Saved data entries
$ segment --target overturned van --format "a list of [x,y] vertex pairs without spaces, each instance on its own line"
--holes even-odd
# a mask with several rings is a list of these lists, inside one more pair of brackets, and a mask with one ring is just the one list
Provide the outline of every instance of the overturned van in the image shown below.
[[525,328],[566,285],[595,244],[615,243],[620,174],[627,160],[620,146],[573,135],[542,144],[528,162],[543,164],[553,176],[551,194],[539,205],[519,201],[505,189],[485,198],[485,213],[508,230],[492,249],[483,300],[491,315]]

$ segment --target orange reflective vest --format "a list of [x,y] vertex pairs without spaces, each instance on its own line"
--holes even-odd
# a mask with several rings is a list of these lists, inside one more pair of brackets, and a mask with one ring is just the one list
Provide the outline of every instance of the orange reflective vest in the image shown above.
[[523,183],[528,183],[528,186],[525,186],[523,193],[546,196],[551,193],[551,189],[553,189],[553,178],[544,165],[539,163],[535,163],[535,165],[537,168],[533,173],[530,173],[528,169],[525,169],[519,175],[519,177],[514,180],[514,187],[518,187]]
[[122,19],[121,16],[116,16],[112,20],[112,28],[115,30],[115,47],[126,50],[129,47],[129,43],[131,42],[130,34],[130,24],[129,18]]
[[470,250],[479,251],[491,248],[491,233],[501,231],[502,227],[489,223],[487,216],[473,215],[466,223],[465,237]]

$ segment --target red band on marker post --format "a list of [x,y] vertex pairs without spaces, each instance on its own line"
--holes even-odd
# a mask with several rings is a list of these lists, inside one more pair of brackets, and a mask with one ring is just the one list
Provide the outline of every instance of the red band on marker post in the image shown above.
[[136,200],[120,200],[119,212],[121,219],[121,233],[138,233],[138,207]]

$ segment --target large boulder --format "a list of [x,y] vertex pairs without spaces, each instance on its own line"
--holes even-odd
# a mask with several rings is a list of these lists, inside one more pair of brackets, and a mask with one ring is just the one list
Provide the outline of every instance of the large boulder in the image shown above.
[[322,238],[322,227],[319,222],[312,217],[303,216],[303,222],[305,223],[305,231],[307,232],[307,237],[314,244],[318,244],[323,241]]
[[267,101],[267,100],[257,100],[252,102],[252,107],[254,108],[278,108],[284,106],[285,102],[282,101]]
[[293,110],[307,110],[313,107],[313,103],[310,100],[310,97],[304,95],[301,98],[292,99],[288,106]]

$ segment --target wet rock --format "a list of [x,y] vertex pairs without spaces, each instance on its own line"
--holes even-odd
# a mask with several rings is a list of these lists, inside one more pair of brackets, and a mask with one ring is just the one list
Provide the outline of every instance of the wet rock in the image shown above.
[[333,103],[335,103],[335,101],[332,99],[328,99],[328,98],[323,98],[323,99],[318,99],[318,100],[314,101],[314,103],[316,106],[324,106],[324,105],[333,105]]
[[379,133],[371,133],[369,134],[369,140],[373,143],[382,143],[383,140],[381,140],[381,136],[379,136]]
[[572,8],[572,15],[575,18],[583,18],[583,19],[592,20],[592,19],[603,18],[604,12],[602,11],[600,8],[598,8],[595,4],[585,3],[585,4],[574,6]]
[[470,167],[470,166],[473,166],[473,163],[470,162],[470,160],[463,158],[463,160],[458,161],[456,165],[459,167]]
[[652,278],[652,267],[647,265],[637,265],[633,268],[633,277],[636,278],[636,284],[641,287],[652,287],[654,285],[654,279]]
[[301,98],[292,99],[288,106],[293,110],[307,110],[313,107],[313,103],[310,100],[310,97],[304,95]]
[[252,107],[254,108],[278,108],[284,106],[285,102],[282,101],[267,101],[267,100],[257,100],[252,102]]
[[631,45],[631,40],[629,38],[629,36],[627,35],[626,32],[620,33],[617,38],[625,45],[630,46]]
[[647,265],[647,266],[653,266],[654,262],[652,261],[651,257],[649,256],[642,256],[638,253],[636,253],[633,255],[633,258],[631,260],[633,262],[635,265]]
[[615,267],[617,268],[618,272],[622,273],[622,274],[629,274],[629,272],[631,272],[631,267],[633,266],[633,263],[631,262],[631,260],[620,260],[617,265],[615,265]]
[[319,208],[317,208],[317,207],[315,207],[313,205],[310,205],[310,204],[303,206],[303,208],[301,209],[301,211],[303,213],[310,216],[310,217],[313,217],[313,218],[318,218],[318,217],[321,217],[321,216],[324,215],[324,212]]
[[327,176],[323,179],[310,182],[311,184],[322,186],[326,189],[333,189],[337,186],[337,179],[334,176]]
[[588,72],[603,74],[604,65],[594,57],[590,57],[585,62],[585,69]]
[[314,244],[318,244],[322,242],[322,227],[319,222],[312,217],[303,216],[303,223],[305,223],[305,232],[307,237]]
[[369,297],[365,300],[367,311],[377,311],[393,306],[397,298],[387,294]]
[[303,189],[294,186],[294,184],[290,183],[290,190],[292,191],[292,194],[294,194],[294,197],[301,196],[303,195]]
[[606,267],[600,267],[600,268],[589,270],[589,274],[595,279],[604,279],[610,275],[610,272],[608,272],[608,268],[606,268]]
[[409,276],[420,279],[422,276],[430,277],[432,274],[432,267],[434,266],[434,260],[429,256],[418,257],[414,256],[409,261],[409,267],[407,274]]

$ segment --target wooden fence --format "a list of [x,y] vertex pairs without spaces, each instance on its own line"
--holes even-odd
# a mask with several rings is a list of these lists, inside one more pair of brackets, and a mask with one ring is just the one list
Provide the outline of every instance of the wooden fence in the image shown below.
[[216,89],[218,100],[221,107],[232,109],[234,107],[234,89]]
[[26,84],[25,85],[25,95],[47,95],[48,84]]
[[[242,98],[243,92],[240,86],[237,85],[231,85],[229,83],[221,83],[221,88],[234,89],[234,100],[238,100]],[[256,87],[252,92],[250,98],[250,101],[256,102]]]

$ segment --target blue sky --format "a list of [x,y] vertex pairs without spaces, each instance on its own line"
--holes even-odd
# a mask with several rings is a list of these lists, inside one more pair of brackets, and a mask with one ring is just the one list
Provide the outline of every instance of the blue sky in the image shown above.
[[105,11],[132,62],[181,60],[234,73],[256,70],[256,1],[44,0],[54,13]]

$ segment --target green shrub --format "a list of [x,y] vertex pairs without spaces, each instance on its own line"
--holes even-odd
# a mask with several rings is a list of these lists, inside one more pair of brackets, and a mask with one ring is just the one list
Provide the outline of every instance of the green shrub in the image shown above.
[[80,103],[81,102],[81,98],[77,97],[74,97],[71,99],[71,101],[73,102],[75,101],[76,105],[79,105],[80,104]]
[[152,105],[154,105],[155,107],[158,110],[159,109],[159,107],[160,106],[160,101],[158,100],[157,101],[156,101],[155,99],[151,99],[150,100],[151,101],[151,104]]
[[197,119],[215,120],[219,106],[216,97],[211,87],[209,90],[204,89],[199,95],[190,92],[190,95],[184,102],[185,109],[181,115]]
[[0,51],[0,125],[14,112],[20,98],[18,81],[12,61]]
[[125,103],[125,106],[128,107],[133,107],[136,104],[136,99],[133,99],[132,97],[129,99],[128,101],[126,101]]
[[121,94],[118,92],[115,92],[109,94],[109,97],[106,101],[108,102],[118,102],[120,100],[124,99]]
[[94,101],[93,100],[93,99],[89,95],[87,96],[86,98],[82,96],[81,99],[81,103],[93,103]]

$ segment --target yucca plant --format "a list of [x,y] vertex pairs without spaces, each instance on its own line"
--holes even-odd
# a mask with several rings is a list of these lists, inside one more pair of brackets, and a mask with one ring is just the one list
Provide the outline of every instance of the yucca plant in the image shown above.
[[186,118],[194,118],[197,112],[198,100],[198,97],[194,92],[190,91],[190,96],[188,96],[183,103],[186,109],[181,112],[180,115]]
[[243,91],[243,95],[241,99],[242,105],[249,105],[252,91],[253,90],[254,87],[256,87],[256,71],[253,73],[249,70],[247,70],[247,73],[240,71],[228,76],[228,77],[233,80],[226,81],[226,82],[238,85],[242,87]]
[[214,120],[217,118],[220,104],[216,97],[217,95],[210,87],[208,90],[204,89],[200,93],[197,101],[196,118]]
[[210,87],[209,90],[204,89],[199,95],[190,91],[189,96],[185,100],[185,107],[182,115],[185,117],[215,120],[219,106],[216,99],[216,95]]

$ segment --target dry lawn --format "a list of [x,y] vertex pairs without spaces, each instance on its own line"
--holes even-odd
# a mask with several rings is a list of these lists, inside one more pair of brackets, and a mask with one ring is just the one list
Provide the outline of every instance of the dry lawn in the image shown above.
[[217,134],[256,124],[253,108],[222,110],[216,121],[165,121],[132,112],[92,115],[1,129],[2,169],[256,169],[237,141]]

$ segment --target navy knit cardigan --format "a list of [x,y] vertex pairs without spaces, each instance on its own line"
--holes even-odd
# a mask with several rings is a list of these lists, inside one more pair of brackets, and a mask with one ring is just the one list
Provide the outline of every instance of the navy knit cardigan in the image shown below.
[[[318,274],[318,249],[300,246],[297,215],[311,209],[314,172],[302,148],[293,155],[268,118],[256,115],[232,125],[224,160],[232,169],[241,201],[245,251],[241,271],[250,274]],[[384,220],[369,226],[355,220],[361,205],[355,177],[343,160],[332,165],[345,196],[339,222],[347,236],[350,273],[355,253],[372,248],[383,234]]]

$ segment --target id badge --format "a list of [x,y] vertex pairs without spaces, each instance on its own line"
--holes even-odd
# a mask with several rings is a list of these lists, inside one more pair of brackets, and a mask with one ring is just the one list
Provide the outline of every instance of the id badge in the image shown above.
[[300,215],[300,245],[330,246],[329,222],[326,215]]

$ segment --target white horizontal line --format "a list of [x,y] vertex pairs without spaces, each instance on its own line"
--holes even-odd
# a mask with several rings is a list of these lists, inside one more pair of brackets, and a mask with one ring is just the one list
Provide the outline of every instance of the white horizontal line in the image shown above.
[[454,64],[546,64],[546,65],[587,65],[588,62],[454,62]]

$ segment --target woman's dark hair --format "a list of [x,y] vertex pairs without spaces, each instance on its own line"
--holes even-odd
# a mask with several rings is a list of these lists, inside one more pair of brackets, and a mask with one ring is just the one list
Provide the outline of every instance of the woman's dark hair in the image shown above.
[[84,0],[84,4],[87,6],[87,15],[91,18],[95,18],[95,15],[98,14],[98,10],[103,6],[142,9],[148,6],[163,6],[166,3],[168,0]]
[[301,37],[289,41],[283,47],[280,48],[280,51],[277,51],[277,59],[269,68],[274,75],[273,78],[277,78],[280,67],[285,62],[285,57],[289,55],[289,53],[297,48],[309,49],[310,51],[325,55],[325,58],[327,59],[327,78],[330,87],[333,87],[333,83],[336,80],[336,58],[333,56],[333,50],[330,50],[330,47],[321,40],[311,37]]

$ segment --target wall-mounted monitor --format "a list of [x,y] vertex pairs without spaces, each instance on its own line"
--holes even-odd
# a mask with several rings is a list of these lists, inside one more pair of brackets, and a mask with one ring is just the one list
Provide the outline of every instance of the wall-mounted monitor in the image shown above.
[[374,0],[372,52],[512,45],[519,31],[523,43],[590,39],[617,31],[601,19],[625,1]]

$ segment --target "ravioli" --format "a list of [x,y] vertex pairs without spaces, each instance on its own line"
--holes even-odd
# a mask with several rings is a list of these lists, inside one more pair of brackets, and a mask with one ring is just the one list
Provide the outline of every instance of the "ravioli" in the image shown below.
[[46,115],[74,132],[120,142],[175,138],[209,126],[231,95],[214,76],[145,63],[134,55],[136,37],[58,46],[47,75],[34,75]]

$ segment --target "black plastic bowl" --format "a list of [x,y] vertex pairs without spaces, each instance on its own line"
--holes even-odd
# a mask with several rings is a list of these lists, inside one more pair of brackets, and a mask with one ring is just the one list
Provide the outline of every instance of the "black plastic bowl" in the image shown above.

> Do this
Turn the lines of the data above, starting at the line containing "segment --target white" and ending at the line containing "[[454,64],[546,64],[546,65],[587,65],[588,62],[454,62]]", into a numbered list, leaving out any blank lines.

> Task response
1. $ segment --target white horizontal line --format "a list of [x,y] vertex pairs without spaces, each instance on its own line"
2. --holes even-odd
3. # a mask with several rings is a list of these lists, inside one more pair of brackets, and a mask with one ring is just the one list
4. Provide the outline of every instance of the white horizontal line in the image shown above.
5. [[454,64],[546,64],[546,65],[587,65],[588,62],[454,62]]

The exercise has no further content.